# Task requirements
1 - In the passage on orthodoxy, who made Nicene Christianity the only legal form of religion in the Roman Empire?
2 - Reproduce word for word the part of the passage on orthodoxy that starts at "Also integral to that" and ends at "been handed down.".

# Provided text
Also integral to that alliance making was an immense amount of theological labour, of theological construction. I don’t mean that the bishops were making it up, nor that their positions represented a radical departure from previous forms of Christianity (a debate for another day). I do mean that they had to innovate conceptually and hermeneutically in order to articulate what they took to be a confession essential to Christian faith intelligibly and coherently as far as possible (and they had to argue that that the articulation of that coherence and intelligibility had limits). The making of orthodoxy was complex, difficult, ambiguous and protracted politically and theologically. Orthodoxy is achieved before it is received, even when it is seeking to be faithful to what has been handed down.

Theodosius made Nicene Christianity the only legal form of religion in the Roman Empire. Here, then, we have a further element: the backing of state sanction and state power. This element is not, I think, intrinsic to the notion of orthodoxy. The example of Irenaeus, for example, indicates a notion of orthodoxy operative long before Constantine (the pre-Nicene orthodoxy for which Rowan Williams argued long ago). And we are still using it today. But particular difficulties attend contemporary invocations of orthodoxy.

In a way, the revision and promulgation of the Creed of Nicaea at Constantinople in 381 and the ‘Triumph of Orthodoxy’ represents a kind of watershed: the farthest extent of consensus on a doctrinal boundary, backed by sacralised secular power, before the long-lasting divisions that would be engendered among Nicene Christians in centuries that followed. It is also an example of a long-enduring paradigm of orthodoxy as authorised by an ecumenical council said to be guided by the Holy Spirit, and supported by the state, that had begun with Constantine I and the first Council of Nicaea.

nicene-constantinopolitan creed

The doctrinal standard of the Niceno-Constantinopolitan Creed promulgated by an ecumenical council, affirmed by a second (Chalcedon), backed by a pious emperor, and extensively enforced, represents orthodoxy in a form which has become ever more difficult to approximate in its catholicity, in successive forms of Christian empire, as the church split again and again over various doctrinal issues.

Where church and state have been separated, or their ties loosened, there has been a further massive shift. In seventeenth-century Europe it was, as Ephraim Radner has shown in A Brutal Unity, a solution advanced to the phenomenon of Christians killing one another and explicitly invoking doctrinal reasons – orthodoxies – when they did so (which is not to deny other factors were also in play).

# Material provided
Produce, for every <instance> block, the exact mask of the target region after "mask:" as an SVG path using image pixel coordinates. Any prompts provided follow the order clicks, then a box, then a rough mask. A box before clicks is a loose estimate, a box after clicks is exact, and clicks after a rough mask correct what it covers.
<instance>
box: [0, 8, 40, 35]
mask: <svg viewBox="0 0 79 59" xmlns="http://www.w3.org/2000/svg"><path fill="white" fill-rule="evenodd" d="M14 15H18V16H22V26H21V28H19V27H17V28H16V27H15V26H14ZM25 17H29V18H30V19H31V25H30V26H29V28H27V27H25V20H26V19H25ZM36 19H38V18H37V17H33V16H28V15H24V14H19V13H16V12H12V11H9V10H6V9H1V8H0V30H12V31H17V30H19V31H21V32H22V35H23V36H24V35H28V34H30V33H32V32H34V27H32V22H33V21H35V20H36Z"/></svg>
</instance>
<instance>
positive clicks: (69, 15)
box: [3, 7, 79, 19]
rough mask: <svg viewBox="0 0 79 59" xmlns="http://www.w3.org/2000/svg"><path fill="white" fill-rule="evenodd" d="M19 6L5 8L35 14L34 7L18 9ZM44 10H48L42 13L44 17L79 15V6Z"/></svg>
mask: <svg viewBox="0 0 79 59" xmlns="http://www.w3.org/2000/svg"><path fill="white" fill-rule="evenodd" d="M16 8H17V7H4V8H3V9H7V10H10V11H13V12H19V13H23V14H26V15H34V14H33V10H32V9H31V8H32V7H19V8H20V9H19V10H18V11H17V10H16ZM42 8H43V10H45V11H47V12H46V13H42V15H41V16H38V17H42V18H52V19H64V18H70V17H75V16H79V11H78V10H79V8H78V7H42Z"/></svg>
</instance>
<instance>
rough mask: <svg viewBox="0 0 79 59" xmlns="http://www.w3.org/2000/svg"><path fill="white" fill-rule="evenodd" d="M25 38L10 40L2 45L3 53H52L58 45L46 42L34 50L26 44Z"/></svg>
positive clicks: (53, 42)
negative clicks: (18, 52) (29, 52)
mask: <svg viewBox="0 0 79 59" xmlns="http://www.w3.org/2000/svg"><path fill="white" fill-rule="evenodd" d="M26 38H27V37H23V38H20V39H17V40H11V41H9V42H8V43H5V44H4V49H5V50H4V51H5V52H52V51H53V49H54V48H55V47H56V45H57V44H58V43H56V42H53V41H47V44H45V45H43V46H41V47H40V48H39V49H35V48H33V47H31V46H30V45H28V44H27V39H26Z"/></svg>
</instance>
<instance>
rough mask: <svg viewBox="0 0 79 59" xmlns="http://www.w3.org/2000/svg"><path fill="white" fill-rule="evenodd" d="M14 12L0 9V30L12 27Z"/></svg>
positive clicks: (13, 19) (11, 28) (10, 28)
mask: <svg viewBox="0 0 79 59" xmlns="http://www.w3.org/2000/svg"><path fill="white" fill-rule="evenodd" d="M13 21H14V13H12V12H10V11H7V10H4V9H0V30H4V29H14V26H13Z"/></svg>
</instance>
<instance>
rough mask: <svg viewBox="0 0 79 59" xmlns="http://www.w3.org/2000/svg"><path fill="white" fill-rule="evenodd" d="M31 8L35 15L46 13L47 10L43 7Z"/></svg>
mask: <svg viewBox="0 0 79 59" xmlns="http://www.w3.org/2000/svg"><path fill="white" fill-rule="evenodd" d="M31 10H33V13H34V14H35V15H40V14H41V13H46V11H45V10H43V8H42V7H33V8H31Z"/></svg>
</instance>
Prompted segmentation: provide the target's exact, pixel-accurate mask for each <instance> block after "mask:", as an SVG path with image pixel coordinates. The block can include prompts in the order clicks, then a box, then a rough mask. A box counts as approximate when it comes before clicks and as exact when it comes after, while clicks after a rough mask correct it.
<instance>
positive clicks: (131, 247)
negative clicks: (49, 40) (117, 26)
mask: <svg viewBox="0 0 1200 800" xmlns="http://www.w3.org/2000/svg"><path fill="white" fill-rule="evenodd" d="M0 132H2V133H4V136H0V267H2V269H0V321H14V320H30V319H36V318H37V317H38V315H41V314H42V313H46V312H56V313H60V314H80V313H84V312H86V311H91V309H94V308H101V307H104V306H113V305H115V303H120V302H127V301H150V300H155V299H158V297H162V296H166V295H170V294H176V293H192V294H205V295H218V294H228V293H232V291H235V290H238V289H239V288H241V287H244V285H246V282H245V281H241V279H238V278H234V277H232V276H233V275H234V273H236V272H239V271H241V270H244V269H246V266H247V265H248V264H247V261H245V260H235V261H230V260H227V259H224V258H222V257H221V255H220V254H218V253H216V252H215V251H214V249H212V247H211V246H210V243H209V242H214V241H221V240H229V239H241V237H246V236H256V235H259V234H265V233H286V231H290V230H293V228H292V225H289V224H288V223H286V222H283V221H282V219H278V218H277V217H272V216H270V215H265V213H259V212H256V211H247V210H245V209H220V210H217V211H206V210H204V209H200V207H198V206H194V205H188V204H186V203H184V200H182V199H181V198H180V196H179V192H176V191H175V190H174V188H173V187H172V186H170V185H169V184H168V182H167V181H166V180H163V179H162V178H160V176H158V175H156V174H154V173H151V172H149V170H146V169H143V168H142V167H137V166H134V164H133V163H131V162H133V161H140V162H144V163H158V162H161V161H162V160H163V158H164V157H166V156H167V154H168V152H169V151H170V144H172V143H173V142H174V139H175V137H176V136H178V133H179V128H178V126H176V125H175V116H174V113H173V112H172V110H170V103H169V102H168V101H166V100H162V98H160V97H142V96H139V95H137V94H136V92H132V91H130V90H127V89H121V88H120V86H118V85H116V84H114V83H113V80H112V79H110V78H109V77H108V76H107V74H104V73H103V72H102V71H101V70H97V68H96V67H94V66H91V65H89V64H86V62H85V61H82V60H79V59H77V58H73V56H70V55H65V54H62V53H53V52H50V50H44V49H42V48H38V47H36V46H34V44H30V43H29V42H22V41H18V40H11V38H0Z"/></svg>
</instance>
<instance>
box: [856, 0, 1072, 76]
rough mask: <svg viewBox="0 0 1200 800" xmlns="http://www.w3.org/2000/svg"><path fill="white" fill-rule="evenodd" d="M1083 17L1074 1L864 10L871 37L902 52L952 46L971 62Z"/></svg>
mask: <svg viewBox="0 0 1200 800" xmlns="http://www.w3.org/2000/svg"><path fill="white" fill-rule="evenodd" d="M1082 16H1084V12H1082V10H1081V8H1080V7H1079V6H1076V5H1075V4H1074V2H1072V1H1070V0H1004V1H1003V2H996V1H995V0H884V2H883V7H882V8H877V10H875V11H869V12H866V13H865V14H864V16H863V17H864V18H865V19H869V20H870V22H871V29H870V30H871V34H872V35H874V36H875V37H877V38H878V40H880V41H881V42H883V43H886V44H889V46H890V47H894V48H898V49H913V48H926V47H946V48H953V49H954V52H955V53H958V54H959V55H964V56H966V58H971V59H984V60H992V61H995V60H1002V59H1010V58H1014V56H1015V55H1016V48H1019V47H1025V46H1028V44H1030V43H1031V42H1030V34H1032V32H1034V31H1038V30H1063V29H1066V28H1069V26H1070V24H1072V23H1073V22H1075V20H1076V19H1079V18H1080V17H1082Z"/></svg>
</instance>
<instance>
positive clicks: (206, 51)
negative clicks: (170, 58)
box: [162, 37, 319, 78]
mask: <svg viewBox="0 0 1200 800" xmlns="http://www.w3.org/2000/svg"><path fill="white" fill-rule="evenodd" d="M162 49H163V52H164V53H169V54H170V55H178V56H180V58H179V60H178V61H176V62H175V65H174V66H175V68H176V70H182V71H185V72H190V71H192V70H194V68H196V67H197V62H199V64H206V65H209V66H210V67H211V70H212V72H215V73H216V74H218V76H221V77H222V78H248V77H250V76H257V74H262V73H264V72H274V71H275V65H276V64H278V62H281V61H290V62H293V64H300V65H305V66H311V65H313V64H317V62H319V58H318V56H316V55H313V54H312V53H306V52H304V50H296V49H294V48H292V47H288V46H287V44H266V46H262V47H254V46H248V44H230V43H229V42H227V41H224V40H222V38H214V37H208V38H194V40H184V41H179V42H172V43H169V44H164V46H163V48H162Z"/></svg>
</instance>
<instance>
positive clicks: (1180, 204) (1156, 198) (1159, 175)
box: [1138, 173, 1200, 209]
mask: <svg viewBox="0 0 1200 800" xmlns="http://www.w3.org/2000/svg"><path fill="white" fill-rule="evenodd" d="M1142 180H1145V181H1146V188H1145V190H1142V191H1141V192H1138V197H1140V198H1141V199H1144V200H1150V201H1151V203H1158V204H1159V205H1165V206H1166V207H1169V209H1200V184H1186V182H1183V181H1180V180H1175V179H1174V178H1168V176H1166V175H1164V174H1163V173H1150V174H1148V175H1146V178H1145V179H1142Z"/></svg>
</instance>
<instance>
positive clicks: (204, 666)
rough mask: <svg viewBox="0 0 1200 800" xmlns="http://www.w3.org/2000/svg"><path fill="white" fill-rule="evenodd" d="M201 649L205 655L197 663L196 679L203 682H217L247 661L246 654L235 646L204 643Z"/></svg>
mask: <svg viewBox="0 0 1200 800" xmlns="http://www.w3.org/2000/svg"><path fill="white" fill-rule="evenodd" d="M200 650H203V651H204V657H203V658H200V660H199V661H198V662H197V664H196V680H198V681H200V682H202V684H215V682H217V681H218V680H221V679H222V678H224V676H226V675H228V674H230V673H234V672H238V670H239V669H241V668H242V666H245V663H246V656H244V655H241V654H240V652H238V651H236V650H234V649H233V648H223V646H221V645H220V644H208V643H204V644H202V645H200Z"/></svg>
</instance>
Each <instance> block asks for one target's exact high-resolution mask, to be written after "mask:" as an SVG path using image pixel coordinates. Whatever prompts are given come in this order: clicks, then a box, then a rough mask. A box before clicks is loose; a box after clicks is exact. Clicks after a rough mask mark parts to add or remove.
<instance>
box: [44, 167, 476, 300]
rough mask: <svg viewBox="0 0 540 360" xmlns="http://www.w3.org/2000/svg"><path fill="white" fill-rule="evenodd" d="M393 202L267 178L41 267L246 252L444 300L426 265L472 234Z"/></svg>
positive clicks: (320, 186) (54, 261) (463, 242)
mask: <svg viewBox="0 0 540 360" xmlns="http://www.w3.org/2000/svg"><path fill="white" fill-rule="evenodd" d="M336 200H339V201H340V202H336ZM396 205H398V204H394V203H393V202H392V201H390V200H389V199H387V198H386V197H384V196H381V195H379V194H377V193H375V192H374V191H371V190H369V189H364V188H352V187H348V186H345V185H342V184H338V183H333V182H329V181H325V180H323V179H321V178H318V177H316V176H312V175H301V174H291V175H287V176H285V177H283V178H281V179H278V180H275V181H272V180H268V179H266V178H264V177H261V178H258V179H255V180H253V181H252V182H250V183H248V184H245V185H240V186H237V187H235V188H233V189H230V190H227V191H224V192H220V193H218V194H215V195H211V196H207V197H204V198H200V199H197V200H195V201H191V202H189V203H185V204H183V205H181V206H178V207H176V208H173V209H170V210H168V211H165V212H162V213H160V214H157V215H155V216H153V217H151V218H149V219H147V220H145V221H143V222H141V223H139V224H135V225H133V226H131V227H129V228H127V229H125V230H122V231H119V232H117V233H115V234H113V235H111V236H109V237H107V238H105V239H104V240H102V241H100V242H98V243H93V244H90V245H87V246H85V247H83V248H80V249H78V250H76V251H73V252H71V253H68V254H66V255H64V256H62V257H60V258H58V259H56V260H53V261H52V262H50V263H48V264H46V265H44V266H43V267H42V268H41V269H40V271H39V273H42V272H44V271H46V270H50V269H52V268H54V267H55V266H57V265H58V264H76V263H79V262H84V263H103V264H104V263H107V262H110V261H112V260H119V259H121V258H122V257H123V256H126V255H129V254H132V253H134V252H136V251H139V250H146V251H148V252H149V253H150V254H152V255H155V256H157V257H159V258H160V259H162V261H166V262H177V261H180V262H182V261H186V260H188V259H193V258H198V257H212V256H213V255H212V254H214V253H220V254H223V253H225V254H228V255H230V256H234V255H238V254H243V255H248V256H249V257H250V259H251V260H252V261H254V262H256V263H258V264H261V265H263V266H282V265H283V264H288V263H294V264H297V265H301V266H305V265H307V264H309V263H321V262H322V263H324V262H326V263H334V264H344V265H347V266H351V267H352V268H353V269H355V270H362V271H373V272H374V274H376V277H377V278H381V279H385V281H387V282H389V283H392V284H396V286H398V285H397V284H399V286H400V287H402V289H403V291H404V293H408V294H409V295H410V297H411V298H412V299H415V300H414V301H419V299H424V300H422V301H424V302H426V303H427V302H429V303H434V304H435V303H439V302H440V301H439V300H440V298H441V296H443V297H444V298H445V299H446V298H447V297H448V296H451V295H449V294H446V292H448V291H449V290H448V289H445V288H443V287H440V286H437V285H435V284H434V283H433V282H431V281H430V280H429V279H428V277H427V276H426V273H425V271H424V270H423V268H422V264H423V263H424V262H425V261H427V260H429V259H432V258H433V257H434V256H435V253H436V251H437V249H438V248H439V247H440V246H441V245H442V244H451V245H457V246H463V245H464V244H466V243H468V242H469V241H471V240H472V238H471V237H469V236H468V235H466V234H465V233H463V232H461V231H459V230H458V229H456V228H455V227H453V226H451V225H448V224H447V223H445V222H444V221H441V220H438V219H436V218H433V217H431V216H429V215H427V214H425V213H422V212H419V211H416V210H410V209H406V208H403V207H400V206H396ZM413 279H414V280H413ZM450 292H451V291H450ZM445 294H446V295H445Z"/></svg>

# Answers for the exercise
1 - Theodosius

2 -
Also integral to that alliance making was an immense amount of theological labour, of theological construction. I don’t mean that the bishops were making it up, nor that their positions represented a radical departure from previous forms of Christianity (a debate for another day). I do mean that they had to innovate conceptually and hermeneutically in order to articulate what they took to be a confession essential to Christian faith intelligibly and coherently as far as possible (and they had to argue that that the articulation of that coherence and intelligibility had limits). The making of orthodoxy was complex, difficult, ambiguous and protracted politically and theologically. Orthodoxy is achieved before it is received, even when it is seeking to be faithful to what has been handed down.